TUGAS 1 – Ambil bagian dari teks tentang islamisasi surau di Minangkabau tanpa mengubah sedikit pun: mulailah pada kata-kata "kato.id/ 4 Juli" dan berhentilah setelah "Hindu, atau Budha.".

TEKS YANG DITAMPILKAN –
----------

Islamisasi Surau di Minangkabau

Oleh Yudhi Andoni (Dosen Sejarah Universitas Andalas, Padang)

kato.id/ 4 Juli 2023. Dunsanak ambo. Bisa dikatakan kalau urang awak nan di darek, yaitu wilayah yang ada di sekitar kaki Gunung Merapi dan Singgalang. Mereka mulai mendapatkan pencerahan nilai-nilai Islam pada abad ke 18 masehi. Tapi dunsanak bana, kalau dunsanak menyatakan Islam telah ada di ranah Minangkabau jauh sebelum itu, bahkan sejak abad ke 8 atau setelahnya. Ada memang beberapa catatan sejarah tentang kehadiran pemukiman Muslim di pesisir barat Minangkabau sejak abad ke-8 atau ke-9. Tapi yang ambo maksud di awal tadi adalah pada proses islamisasi di darek, yang menyebabkan Islam diterima secara merata oleh orang Minangkabau sebagai agama, menggantikan kepercayaan lama mereka seperti animisme, dinamisme, Hindu, atau Budha.

Agama Islam di darek mulai berkembang secara pesat setelah tumbuh dan menyebarnya surau-surau dari kawasan pesisir barat, dan rantau timur Minangkabau. Surau Syekh Burhanuddin sendiri di pesisir barat Minangkabau adalah pionir pertama meletakan sistem pendidikan tradisional Islam di abad ke-18. Surau Ulakan tempat Syekh Burhanudin mengajar ini menjadi pintu penyebaran agama islam ke pedalaman Minangkabau. Murid-Murid beliau yang banyak itu, setelah selesai belajar mereka kemudian pulang ke daerah masing-masing, dan mendirikan surau mereka sendiri. Mereka mengajarkan nilai-nilai agama Islam kepada orang-orang kampung mereka sendiri. Pada awalnya tentu mereka mengajarkan tentang rukun iman dan rukun Islam, tanpa mempersoalkan tradisi-tradisi yang tidak mendatangkan syirik kepada Allah.

----------

TUGAS 2 – Ubah baris-baris entri di bawah menjadi daftar JSON berisi string, satu string untuk setiap baris, tanpa baris kosong. Mulailah dari baris pertama entri dan berhentilah setelah baris yang memuat "x=736 y=193".

BAHAN –
----------

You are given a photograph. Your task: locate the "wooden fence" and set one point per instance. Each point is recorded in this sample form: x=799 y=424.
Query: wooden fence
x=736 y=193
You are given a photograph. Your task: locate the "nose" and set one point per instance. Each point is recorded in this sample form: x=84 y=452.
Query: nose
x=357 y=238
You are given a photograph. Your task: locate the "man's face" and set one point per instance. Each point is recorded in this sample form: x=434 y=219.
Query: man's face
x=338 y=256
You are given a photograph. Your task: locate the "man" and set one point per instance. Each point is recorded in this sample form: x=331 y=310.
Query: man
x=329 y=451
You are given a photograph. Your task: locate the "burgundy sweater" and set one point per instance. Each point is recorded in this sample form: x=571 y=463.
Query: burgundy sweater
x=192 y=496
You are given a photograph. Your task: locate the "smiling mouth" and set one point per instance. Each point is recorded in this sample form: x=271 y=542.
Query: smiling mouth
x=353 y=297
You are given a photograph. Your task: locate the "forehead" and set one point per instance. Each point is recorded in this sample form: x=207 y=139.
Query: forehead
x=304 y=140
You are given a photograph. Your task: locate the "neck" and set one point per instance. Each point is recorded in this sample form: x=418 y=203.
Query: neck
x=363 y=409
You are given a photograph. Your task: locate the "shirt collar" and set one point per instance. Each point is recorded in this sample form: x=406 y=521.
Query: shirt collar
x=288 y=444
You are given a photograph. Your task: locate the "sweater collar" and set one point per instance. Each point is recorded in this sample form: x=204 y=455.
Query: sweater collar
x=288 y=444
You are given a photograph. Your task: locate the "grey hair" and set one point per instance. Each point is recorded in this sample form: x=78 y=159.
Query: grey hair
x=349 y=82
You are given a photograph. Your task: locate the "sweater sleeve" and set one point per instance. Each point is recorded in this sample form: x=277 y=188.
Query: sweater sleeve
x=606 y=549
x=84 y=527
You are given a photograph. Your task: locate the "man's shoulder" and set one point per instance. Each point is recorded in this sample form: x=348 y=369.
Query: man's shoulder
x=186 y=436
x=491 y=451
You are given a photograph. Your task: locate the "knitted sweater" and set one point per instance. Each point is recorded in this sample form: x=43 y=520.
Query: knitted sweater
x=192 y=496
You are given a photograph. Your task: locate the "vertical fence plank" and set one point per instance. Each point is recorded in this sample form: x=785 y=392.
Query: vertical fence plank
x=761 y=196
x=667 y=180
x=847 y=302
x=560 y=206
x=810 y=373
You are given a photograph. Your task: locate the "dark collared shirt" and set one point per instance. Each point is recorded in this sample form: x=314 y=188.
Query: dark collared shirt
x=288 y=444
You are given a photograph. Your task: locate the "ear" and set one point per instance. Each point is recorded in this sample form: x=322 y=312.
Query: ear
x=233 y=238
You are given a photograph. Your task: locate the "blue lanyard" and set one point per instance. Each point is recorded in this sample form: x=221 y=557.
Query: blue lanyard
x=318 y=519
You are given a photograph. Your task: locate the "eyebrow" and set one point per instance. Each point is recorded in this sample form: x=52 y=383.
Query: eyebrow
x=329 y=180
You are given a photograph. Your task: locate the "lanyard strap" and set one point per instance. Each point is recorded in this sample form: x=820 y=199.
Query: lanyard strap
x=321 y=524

----------

HASIL YANG BENAR 1 –
kato.id/ 4 Juli 2023. Dunsanak ambo. Bisa dikatakan kalau urang awak nan di darek, yaitu wilayah yang ada di sekitar kaki Gunung Merapi dan Singgalang. Mereka mulai mendapatkan pencerahan nilai-nilai Islam pada abad ke 18 masehi. Tapi dunsanak bana, kalau dunsanak menyatakan Islam telah ada di ranah Minangkabau jauh sebelum itu, bahkan sejak abad ke 8 atau setelahnya. Ada memang beberapa catatan sejarah tentang kehadiran pemukiman Muslim di pesisir barat Minangkabau sejak abad ke-8 atau ke-9. Tapi yang ambo maksud di awal tadi adalah pada proses islamisasi di darek, yang menyebabkan Islam diterima secara merata oleh orang Minangkabau sebagai agama, menggantikan kepercayaan lama mereka seperti animisme, dinamisme, Hindu, atau Budha.

HASIL YANG BENAR 2 –
[
  "You are given a photograph. Your task: locate the \"wooden fence\" and set one point per instance. Each point is recorded in this sample form: x=799 y=424.",
  "Query: wooden fence",
  "x=736 y=193"
]